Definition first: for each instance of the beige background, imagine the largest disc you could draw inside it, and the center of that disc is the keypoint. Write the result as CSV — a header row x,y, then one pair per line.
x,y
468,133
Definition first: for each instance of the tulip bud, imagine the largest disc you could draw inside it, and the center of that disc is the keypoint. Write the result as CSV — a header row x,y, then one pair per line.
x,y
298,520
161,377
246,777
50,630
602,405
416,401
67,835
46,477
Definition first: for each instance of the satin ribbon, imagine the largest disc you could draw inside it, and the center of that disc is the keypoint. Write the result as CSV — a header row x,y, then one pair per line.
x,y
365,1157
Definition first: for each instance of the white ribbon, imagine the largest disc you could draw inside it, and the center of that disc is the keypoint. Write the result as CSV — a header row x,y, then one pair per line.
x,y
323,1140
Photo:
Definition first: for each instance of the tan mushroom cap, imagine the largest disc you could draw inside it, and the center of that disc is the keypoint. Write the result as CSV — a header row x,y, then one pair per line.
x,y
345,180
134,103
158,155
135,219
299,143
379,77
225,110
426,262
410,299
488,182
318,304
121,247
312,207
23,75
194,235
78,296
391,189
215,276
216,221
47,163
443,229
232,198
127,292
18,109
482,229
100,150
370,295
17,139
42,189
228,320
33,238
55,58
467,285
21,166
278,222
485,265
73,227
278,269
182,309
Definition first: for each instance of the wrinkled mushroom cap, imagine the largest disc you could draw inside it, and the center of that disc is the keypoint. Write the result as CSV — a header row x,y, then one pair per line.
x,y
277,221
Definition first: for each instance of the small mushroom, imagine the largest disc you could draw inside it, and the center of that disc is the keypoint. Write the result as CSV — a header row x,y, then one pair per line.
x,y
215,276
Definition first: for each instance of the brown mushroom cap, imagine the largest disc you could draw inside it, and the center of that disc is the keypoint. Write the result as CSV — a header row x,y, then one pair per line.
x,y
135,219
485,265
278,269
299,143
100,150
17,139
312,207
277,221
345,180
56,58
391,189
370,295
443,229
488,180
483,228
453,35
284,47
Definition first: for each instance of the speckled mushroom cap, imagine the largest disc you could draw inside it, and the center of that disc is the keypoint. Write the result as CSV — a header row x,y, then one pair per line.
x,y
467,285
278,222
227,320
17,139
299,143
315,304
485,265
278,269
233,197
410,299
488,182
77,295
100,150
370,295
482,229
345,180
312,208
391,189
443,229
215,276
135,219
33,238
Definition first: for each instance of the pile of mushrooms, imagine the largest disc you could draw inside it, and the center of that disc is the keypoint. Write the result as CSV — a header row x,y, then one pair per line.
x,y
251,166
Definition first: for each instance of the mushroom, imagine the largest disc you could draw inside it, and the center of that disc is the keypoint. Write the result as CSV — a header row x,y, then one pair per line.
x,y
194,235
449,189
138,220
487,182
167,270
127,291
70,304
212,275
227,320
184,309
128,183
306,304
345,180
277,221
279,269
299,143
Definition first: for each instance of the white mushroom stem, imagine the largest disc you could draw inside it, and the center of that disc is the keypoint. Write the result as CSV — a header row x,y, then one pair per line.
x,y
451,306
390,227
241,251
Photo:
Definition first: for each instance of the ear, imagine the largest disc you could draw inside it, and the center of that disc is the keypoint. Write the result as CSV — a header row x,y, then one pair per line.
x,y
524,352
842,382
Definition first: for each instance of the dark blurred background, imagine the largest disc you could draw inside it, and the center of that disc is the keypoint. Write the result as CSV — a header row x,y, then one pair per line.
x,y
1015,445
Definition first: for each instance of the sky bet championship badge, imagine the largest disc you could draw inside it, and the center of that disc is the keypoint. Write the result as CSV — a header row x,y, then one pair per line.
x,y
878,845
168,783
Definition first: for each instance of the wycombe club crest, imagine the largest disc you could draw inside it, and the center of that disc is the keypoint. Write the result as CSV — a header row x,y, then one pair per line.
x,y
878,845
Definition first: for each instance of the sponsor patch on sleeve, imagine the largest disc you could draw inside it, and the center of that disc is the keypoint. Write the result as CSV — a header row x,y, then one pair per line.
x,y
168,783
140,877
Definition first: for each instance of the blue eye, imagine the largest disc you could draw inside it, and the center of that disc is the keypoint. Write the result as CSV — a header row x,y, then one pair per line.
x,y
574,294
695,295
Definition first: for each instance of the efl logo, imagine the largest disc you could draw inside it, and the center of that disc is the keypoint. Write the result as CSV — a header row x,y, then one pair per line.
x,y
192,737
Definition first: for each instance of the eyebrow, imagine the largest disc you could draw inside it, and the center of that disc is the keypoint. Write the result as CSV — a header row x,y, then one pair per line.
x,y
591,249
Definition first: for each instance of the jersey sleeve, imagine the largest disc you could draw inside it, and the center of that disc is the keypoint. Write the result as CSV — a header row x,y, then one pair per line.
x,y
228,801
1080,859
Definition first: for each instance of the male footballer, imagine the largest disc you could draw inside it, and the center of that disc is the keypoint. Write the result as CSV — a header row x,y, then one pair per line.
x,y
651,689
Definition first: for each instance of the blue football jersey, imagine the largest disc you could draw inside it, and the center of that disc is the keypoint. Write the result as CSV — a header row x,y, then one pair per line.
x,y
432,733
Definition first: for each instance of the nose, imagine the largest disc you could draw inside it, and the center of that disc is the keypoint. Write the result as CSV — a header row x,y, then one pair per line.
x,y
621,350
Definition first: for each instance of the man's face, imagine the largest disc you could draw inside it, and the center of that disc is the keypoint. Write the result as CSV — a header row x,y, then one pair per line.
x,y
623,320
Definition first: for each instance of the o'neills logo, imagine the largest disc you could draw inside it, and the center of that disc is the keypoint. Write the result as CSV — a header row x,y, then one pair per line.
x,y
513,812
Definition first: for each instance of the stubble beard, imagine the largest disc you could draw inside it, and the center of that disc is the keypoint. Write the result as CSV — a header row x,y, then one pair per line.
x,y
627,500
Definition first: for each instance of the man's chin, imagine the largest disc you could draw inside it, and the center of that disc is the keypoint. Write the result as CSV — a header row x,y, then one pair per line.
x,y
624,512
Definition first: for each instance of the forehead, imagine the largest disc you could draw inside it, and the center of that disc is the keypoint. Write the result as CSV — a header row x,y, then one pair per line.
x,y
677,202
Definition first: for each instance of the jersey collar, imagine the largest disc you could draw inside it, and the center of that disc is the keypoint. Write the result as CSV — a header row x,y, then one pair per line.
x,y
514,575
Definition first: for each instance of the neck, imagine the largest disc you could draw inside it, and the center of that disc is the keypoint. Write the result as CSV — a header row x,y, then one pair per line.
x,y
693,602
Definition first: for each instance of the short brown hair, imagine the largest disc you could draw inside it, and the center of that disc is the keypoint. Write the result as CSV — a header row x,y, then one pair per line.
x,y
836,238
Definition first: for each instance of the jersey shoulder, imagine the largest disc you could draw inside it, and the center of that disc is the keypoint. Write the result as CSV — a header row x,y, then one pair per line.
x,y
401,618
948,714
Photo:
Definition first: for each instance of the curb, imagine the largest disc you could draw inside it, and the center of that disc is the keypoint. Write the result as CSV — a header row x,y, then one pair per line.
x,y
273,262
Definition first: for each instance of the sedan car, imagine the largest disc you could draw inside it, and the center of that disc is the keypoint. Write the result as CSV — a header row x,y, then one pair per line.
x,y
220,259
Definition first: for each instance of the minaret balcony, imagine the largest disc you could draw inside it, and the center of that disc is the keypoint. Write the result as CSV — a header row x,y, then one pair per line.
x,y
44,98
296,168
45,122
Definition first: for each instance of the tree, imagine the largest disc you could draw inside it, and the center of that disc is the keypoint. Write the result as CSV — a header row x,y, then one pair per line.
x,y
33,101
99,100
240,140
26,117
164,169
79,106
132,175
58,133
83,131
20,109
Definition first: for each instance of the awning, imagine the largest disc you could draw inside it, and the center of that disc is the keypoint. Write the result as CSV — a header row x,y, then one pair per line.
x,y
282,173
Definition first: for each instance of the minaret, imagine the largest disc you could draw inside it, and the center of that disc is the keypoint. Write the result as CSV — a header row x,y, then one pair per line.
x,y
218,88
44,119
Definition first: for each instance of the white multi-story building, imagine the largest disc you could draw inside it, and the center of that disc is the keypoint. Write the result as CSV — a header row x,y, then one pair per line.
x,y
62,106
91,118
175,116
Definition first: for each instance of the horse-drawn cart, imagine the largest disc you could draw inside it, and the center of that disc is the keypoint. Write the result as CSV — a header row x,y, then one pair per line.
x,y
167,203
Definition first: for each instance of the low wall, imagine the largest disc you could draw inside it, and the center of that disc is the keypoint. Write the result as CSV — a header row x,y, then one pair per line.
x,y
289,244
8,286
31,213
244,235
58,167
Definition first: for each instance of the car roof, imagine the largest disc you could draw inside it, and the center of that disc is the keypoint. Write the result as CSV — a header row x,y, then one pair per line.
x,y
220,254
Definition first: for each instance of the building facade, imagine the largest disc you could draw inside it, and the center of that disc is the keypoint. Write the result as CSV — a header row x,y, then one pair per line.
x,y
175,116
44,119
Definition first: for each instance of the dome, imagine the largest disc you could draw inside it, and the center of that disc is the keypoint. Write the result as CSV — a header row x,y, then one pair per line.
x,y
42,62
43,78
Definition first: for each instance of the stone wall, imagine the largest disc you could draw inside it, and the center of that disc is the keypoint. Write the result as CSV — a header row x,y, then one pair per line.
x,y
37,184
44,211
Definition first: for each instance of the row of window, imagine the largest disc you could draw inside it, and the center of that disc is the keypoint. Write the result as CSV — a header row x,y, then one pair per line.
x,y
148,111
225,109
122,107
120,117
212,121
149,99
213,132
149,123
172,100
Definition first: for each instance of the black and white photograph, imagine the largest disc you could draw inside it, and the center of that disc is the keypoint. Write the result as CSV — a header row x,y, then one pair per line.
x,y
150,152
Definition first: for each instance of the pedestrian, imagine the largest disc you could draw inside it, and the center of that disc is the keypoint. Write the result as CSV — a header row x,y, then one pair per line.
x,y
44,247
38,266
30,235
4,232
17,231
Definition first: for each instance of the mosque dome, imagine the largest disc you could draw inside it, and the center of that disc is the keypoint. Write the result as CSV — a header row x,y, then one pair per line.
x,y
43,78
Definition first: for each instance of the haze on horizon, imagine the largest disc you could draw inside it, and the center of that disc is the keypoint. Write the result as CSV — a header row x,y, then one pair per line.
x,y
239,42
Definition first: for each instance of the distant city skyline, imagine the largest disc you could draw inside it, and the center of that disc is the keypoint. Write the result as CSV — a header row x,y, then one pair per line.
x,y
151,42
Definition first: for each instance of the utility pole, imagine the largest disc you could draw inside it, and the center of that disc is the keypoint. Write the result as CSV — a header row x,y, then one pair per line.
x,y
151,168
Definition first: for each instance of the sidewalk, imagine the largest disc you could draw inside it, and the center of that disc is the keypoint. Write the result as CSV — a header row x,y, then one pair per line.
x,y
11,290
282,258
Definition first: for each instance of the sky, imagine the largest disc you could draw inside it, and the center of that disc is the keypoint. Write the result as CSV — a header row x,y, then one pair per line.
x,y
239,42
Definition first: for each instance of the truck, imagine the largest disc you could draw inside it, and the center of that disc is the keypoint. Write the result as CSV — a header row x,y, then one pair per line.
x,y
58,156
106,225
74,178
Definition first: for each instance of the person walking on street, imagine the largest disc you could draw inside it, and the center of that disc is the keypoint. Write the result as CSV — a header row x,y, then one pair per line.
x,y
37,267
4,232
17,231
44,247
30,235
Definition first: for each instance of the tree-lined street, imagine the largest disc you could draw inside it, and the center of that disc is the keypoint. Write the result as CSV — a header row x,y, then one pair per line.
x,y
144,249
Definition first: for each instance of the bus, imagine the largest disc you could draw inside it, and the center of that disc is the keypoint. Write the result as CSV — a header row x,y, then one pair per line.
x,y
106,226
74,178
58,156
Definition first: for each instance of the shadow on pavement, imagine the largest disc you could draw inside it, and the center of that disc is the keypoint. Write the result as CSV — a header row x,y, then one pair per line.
----
▶ To be done: Starting at the line that contains "Definition first: for each instance of the utility", quote each remaining line of the entries above, unchanged.

▶ Exercise solution:
Definition first: for each instance of the utility pole, imagine the largest disc you could draw inside it, and the center of that disc is the keypoint. Write the result as CSV — a header row x,y, then one pair per line.
x,y
151,168
Definition first: for each instance of the sidewalk, imagine the largest disc you could draw inside it, and the center of that disc is the keypoint. Write the result as CSV — a header row x,y, then one pair per line.
x,y
11,290
282,258
Definition first: for each instance of the sky, imagine the largest disc you could draw inside it, and the center of that disc is the keypoint. Write the result as CSV — a header row x,y, then one pair per line.
x,y
239,42
Definition first: for each instance of the truck, imagine the largest disc you could draw inside it, and the center of that disc is the keypoint. Write the result as CSV — a header row x,y, then one pair per line.
x,y
58,156
106,225
74,178
Definition first: for each instance of the person walking on street, imagine the largest disc you could draw inside it, and the center of that disc is the keypoint. Write the result as CSV — a header row x,y, then one pair per line.
x,y
37,267
4,232
17,231
44,247
30,235
Definition first: for each instance of the tree-lined street, imagine the largest disc you could draw inside it, and the center of that disc is the keypoint. Write the result as CSV — a header row x,y, then one pair per line.
x,y
144,249
Definition first: for each instance of the bus, imagine the largest disc you could draw inside it, and the center of that disc is the keypoint. Write the result as CSV — a header row x,y, then one pair per line.
x,y
106,226
74,178
58,156
Definition first: for each instance of the shadow on pavement, imagine the largest disc you could draw inside it, and the center of that disc is the keypoint. Write the result as CSV — a header row x,y, then one pair per line.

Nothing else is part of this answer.